_WORK INSTRUCTION_
The full set of entries below should be transcribed exactly.

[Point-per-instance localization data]
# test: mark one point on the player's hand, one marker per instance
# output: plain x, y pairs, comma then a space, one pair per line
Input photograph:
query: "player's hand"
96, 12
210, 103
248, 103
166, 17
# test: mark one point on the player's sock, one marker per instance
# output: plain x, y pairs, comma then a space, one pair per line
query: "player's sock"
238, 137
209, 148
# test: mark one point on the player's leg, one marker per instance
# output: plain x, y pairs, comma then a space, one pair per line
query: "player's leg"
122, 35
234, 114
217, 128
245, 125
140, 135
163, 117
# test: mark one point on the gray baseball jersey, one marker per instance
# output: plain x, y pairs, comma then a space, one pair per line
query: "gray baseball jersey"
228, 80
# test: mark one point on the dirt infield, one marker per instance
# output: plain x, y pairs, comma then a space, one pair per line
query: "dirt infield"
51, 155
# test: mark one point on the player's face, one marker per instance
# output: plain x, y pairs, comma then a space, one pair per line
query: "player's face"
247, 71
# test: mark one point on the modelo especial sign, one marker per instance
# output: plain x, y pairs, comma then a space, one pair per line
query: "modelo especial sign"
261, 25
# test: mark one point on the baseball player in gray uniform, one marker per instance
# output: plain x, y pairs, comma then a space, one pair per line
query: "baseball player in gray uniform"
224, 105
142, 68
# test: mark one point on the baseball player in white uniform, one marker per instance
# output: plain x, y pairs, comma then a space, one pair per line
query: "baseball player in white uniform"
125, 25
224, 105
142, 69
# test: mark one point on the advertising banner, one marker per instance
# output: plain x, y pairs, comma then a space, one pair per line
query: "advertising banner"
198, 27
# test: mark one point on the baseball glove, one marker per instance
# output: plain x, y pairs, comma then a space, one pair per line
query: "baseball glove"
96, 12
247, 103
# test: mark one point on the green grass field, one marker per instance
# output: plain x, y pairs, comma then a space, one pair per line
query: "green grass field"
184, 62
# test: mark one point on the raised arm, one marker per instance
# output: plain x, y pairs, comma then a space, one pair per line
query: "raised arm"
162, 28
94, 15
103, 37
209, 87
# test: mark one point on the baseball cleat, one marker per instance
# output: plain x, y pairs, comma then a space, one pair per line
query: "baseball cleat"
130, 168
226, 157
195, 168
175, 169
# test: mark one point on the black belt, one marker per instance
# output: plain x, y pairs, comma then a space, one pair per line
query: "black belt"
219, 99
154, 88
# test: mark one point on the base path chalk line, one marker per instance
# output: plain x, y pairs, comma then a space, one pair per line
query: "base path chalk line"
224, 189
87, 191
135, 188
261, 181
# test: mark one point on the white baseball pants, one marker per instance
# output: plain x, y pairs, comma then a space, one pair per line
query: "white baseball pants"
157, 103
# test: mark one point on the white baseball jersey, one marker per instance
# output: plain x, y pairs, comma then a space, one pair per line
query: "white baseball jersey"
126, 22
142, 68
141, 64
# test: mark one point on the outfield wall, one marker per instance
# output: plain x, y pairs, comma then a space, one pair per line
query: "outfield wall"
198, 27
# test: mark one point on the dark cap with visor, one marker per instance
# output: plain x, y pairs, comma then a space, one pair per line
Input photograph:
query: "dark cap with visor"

_EXERCISE RESULT_
# test: mark one point on the player's hand, one marker per instance
# output: plain x, y pairs, comma then a space, one pair per line
Input photograph:
query: "player's hand"
96, 12
210, 103
248, 103
166, 17
# test: mark one point on the player's sock, one marker per instance
# output: plain x, y pairs, comma then a space, one pair per line
query: "player's sock"
238, 137
209, 148
# test: mark one point on the player's leg, one marker per instance
# output: plain x, y pairs, comma then a space, one pair per line
query: "player's leg"
122, 35
234, 114
217, 128
245, 125
140, 135
163, 117
# test: mark one point on the gray baseball jersey, one marker per instance
# output: plain x, y pairs, comma then a space, one pair per line
query: "gray baseball jersey"
228, 80
# test: mark one point on the dirt infield, one marker per instance
# output: plain x, y pairs, comma then a space, one pair per line
query: "dirt infield"
51, 155
# test: mark one point on the player's face, one marker per instance
# output: plain x, y pairs, comma then a space, one pair per line
query: "player's face"
247, 71
# test: mark one point on the modelo especial sign, one marker per instance
# output: plain x, y pairs, comma then a space, one pair per line
query: "modelo especial sign"
261, 25
# test: mark one point on the baseball player in gray uniform, one marker per instance
# output: plain x, y pairs, comma then a space, one pair per line
query: "baseball player in gray uniform"
224, 105
142, 68
# test: mark one point on the baseball player in white uniform, one marker per instance
# output: plain x, y pairs, comma then a space, one pair per line
query: "baseball player in white uniform"
125, 25
224, 105
142, 69
# test: mark one point on the advertising banner, one marker per instance
# output: plain x, y pairs, comma then a space, one pair per line
query: "advertising banner"
198, 27
# test: mark one point on the baseball glove, one marker per instance
# output: plain x, y pairs, comma then a space, one pair per line
query: "baseball glove"
96, 12
247, 103
# test: mark one point on the green grass field, one marker per instance
# output: plain x, y pairs, comma then a space, one pair per line
query: "green grass field"
184, 62
# test: mark one point on the raised arm, one marker per instance
# output: plain x, y pairs, comma then a space, one pair per line
query: "raised arm"
162, 28
94, 15
103, 37
209, 87
# test: mark one point on the baseball cleat, one marker per instance
# output: plain x, y pairs, comma then a space, one pair per line
query: "baseball cleat"
130, 168
226, 157
195, 168
175, 169
# test: mark one point on the black belt, one marker per instance
# output: plain x, y pairs, comma then a space, one pair per line
query: "black belt"
219, 99
154, 88
# test: mark one point on the base path chalk line, one marker per instance
# output: plain x, y pairs, comma then a space, one pair per line
query: "base path chalk line"
224, 189
87, 191
135, 188
261, 181
# test: mark one point on the white baseball pants, one marker per instance
# output: plain x, y pairs, comma then a space, one pair per line
query: "white baseball pants"
157, 103
# test: mark one point on the white baseball jersey, one marker per instance
# output: plain x, y pairs, comma then a space, one pair per line
query: "white baseball jersey"
126, 22
142, 68
141, 64
# test: mark one point on the outfield wall, one marker per instance
# output: plain x, y pairs, comma then a space, one pair per line
query: "outfield wall"
198, 27
# test: mark one point on the dark cap with visor, one marker per instance
# output: plain x, y pairs, comma then a space, one pair per line
Input photograph:
query: "dark cap with visor"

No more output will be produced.